→ **What the exercise asks**:
Nothing in the records should change; write them all out exactly.

→ **Data shown**:

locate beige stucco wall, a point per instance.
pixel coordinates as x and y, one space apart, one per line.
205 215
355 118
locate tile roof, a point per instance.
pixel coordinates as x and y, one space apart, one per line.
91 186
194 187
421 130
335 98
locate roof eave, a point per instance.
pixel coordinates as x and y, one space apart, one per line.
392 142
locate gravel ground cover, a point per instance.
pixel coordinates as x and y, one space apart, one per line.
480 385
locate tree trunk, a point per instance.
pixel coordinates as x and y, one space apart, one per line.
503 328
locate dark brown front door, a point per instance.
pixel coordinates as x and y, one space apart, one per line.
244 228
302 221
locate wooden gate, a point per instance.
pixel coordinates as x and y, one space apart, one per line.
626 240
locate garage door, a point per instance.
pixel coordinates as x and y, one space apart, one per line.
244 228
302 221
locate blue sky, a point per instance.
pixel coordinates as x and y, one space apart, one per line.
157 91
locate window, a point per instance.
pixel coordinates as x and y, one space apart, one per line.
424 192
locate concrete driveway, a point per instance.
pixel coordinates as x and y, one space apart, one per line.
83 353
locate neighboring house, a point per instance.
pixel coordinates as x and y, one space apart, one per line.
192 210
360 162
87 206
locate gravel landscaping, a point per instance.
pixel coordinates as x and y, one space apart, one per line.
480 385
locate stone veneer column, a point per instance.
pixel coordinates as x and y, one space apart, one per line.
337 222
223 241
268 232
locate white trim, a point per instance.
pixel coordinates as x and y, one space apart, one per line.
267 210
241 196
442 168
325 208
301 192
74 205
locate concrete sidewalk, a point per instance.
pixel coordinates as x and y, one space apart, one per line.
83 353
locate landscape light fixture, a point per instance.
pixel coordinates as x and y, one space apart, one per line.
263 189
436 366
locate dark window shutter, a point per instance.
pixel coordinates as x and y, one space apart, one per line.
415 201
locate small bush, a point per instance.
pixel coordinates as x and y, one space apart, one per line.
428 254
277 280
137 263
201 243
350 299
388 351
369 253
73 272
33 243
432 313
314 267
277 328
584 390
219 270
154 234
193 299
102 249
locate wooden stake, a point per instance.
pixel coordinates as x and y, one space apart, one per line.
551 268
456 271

→ **Task result**:
locate beige stucco wall, a point per instance.
pixel coordinates as x and y, one space apart, one per line.
205 215
355 118
locate tile roof, a point per instance.
pixel coordinates as x and y, one space apart, one per line.
91 186
194 187
421 130
335 98
locate roof eave, a point per instance.
pixel coordinates as x and y, one space apart, one per line.
392 142
locate gravel ground cover, a point per instance.
pixel coordinates as x and y, one space apart, one per line.
480 385
locate tree trunk, a point per instance.
pixel coordinates as x and y, one space apart, one per line.
503 328
locate dark brown front door, a point per instance.
pixel coordinates as x and y, one space apart, one per line.
244 228
302 221
locate wooden gate, a point per instance.
pixel coordinates as x and y, one space apart, one per line.
626 240
locate garage door, a point per instance.
pixel coordinates as x and y, one space apart, one per line.
244 228
302 221
locate blue sky, a point per instance.
pixel coordinates as x and y, one space apart, one per line.
157 91
locate window, a point per instance.
pixel coordinates as x and y, one space apart, one per line.
424 192
locate concrete driveway, a point per instance.
pixel coordinates as x and y, one space apart, one per line.
83 353
locate neighboring house, a point per instance.
pixel coordinates as x and y, one space apart, one per line.
192 210
360 162
87 206
locate gravel landscaping, a point per instance.
pixel coordinates as x and y, one space apart, one per line.
480 385
locate stone veneer column, a point per instance.
pixel coordinates as x and y, one space apart, one per line.
337 222
223 241
268 232
locate white trim, a point per instance.
pixel coordinates as x and y, one space apart, one per line.
267 210
241 196
442 168
325 208
301 192
74 205
locate concrete sidewalk, a point per instance.
pixel coordinates as x and y, one space apart, one per line.
83 353
locate landscape light fixture, a point per instance.
pixel coordinates as x and y, one space apart, one per line.
263 189
436 366
locate dark window shutter, a point per instance.
pixel coordinates as x and y, one space apart, one per line.
415 201
locate small bush, a point per instance.
pixel coordinates as x and y, one space apart, one per line.
428 254
277 280
137 263
201 243
350 299
388 351
369 253
73 272
33 243
432 313
314 267
277 328
584 390
219 270
154 234
193 299
102 249
locate wooden stake, a point per instance.
pixel coordinates as x and y, one space apart, one per line.
551 268
456 271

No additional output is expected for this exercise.